#### Page extract:

Wednesday, November 18, 2009

I'm going to miss Burlington...

This is overlooking Lake Champlain from Perkins Pier in Burlington, VT. It is absolutely breathtaking.
This is also Lake Champlain. It has different colors and textures but still just as gorgeous. This was a couple nights before the one previous to it.

Same spot, different angle. This was a the night after the one above it.

This is from my dorm room window while I was in Burlington over the summer. Such an amazing view.

Sunsets never fail to amaze me with how gorgeous they are. All different and all make you take a step back and remember how wonderful life is. The first sunset I posted is my favorite. The way it's captured brings a calming affect to it. Staring at it makes me forget all the stress in my life and just take a nice deep breath in and out. I am definitely going to miss it here.


Semper Fi<3

Friday, November 13, 2009

Bridal Shower Tomorrow!!

This will be a short one I just wanted to say how excited I am for tomorrow!!!!
Bridal shower means closer to the wedding day!! This whole thing is going to be a surprise for me! Sooo excited!!! After the shower my maid of honor and one of my bridesmaids and I are having a girls night!! I am in such a deserate need one one!
Anyways. Definitely excited :-)
Ill hopefully have pictures up after tomorrow!


Semper Fi<3

Tuesday, November 3, 2009

Rest In Peace Super Hero<3

To the left is Ryan Michael Goes. He's one hell of a guy, one hell of a fighter, one hell of a friend. You will be forever loved, missed, and remembered. Keep those baby blues watching over us super hero<3 We all need to know you're still going to be hanging around from time to time<3

Rest in peace super hero<3 No more pain<3

Monday, November 2, 2009

My heart, my world, my everything<3

Today I am in one of those moods. The one where all you want to do is be right there next to him with his arms wrapped tight around you. I'm not really sad though. We have 2 months from today until we are getting married! :-) I can't even describe how happy that makes me.

Lately I have been thinking about how people show their love or express it. I remember before I fell in love I thought love was the best word ever. I wanted to be in love, to feel love, really anything to do with love. Now that I have found the love of my life I feel like that word just doesn't cover it. When I say I Love You Jonathan I feel like it should be followed by something. "I Love You, you are such an amazing person." "I Love You, everything you are is everything to me." SOMETHING. I Love You doesn't cover how I feel about him. I feel like I am missing it. Missing the one thing I can do or say that will be like YES!! That is it. That is what I want you to know. That is exactly how I feel.

Maybe it's not meant to be described. Maybe their aren't words to cover how I feel because the best part about being someone's soul mate is knowing they feel the exact same way. No explanation needed. The feelings I get when I am with him, close to him, or even just thinking about him make me feel like he knows exactly what I feel.
Thinking about him I smile, seeing him I get warm all over, touching him I feel complete and kissing him I melt.

I just completely and fully love him. He is my everything. None of this probably made any sense to anyone because it was just a whole lot of feelings thrown into one blog. Oh well.

#### Supplied entries:
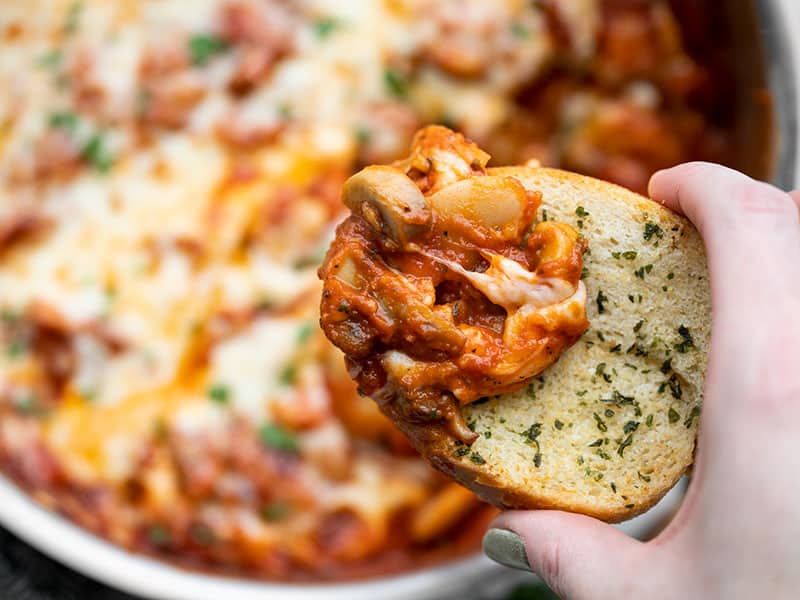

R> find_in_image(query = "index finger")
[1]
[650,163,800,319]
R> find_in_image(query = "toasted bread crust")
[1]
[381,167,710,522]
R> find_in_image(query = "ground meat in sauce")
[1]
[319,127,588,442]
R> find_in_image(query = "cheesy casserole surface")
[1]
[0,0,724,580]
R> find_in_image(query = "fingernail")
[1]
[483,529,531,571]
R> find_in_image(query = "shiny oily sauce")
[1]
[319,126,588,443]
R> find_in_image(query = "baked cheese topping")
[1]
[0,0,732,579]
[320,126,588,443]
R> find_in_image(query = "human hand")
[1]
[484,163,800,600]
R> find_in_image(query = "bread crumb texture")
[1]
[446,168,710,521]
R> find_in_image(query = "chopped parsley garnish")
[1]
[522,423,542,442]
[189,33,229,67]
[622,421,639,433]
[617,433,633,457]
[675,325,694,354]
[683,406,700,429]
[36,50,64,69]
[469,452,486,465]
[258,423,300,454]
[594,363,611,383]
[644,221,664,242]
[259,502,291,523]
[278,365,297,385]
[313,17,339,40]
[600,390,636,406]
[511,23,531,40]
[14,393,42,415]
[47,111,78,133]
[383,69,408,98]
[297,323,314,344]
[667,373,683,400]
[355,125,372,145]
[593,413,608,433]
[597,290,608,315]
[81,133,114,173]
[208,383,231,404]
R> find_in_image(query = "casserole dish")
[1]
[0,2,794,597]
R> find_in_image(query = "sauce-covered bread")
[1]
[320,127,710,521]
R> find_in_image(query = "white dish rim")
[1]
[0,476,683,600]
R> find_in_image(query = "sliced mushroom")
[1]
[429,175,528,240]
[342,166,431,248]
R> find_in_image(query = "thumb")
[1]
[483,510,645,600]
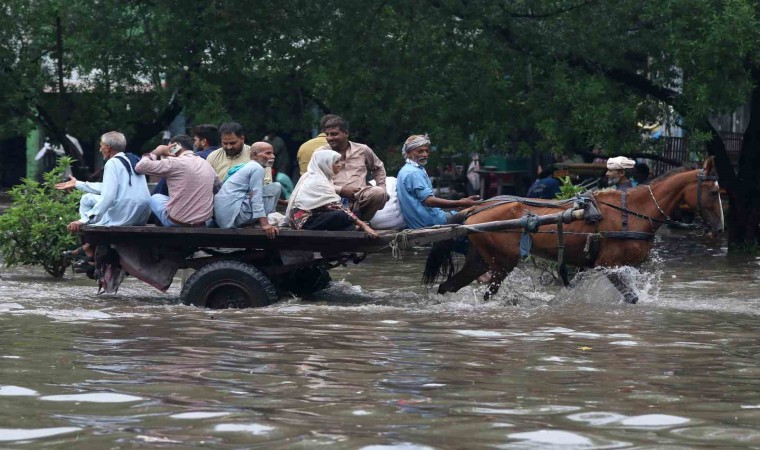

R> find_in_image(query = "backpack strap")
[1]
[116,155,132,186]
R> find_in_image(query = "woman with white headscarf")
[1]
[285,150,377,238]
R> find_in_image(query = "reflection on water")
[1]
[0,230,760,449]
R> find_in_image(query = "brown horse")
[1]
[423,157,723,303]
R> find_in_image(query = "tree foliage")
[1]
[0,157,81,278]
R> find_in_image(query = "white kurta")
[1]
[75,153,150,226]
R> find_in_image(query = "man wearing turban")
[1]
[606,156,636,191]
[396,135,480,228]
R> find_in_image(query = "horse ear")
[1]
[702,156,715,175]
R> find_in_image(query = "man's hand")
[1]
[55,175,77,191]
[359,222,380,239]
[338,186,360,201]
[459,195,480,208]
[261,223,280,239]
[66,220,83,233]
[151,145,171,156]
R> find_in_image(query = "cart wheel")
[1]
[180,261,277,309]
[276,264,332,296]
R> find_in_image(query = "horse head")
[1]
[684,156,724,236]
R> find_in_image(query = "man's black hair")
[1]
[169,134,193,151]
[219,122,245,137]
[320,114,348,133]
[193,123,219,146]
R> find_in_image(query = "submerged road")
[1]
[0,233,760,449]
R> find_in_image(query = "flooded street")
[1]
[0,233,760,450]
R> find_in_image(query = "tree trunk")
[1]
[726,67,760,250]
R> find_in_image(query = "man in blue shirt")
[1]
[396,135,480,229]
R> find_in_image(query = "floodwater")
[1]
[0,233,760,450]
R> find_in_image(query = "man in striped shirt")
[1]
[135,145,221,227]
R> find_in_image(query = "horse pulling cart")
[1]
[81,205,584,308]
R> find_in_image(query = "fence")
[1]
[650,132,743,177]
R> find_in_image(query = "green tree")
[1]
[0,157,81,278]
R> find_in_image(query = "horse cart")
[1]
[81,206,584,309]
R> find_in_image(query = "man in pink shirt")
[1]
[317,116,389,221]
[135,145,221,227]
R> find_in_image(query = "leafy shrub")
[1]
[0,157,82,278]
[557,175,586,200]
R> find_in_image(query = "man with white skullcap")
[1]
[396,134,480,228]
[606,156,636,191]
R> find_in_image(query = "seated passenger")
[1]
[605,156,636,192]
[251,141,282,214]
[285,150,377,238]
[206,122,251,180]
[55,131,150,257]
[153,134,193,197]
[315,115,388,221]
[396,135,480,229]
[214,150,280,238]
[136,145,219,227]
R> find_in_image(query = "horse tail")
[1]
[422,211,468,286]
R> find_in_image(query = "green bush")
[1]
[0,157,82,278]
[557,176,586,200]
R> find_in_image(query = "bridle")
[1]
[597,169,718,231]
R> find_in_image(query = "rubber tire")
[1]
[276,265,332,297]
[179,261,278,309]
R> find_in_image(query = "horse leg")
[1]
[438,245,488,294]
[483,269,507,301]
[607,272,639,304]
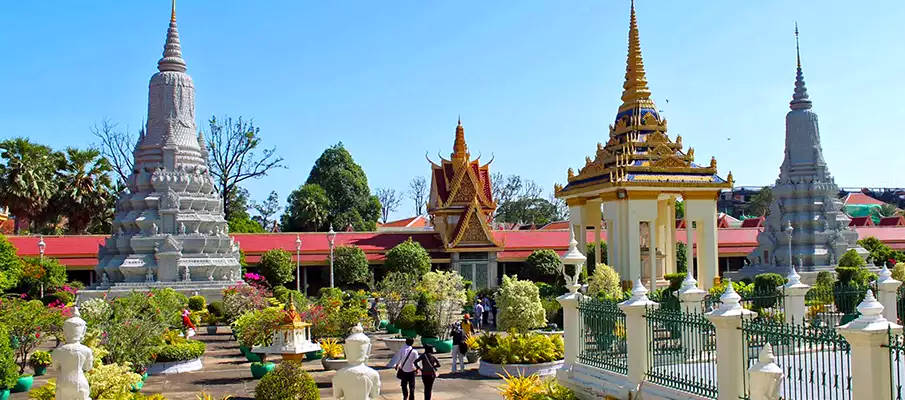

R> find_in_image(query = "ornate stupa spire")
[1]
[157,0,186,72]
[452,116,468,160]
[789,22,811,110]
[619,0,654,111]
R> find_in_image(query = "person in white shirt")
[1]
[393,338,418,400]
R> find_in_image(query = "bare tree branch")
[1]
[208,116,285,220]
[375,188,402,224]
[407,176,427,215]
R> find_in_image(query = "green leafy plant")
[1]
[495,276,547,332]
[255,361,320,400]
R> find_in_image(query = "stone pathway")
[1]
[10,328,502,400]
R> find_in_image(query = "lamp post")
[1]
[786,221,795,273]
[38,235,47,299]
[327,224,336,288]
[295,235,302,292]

---

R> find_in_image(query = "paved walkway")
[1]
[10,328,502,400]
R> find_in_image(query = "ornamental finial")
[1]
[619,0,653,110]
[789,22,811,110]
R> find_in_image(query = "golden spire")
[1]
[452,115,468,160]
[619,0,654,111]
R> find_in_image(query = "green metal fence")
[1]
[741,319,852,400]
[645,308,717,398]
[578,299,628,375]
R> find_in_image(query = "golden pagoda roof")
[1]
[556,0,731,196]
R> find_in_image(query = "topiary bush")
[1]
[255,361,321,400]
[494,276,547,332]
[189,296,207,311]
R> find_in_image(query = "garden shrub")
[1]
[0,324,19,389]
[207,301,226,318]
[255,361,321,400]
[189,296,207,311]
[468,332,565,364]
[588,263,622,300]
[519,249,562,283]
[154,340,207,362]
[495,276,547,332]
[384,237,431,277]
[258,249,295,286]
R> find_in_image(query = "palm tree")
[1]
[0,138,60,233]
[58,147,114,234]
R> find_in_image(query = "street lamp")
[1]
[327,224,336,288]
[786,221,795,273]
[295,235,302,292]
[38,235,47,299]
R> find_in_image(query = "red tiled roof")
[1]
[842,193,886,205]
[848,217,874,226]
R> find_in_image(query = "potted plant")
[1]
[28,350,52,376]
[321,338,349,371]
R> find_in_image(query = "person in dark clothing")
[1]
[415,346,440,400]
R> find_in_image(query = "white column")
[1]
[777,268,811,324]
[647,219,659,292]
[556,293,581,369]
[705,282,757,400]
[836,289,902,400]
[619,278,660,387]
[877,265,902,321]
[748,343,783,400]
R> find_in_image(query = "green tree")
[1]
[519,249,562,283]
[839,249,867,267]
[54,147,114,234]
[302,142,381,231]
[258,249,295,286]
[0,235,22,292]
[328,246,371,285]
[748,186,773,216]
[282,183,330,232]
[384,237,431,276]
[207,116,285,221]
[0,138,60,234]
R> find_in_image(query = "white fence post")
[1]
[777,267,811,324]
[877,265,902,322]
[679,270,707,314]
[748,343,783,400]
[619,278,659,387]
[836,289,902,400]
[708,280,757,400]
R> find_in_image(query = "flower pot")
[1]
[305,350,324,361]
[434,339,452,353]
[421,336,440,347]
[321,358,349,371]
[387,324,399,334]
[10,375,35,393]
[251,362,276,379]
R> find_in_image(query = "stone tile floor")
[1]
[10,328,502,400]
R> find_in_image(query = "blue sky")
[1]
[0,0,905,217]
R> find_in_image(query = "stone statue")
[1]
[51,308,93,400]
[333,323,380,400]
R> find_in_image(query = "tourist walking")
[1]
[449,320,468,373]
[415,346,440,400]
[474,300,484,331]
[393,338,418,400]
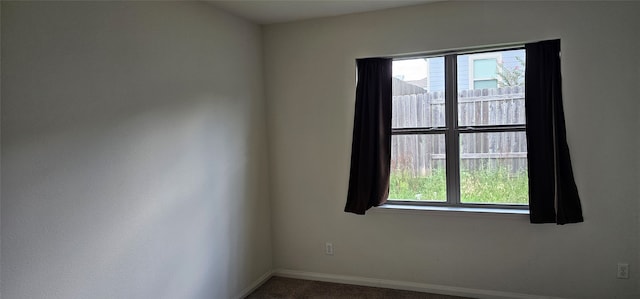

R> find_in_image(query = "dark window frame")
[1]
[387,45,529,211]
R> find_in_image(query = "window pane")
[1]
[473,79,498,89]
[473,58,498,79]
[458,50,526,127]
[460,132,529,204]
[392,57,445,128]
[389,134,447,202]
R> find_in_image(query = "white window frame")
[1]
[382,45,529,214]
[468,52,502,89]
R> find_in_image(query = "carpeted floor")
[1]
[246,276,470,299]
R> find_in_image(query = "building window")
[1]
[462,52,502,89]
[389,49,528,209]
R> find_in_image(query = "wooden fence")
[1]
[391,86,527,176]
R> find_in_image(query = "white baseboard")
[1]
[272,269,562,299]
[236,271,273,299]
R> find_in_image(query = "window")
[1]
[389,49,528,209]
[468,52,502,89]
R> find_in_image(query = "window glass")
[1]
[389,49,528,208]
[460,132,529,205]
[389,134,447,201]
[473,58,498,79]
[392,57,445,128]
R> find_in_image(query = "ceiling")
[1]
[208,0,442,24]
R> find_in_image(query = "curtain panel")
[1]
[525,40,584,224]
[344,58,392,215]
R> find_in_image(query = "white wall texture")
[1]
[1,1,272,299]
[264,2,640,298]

* * *

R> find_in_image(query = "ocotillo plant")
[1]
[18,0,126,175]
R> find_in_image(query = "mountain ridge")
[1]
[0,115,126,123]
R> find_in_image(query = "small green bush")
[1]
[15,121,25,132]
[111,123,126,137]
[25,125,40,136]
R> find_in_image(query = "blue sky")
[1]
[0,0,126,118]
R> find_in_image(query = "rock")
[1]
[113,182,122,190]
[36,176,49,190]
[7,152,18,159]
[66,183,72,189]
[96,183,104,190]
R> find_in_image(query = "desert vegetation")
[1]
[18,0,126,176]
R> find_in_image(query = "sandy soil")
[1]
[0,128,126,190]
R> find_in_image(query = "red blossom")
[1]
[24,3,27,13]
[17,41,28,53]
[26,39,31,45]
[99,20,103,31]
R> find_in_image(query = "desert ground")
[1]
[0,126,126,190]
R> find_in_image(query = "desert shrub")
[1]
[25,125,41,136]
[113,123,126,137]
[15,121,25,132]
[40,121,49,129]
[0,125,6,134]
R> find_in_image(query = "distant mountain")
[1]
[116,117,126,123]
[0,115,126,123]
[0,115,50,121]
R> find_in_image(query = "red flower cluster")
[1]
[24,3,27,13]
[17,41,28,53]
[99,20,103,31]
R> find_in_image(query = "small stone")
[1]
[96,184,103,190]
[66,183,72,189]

#### Actions to take:
1) In the blog posts, from what spot was the first Lake Champlain photo taken?
2) Return every line of the rows that contains the string "hand".
The blog posts and the rows come from separate, unrelated sources.

#### Responses:
1) Perkins Pier in Burlington, VT.

2)
R> find_in_image(query = "human hand")
R> find_in_image(query = "man's hand")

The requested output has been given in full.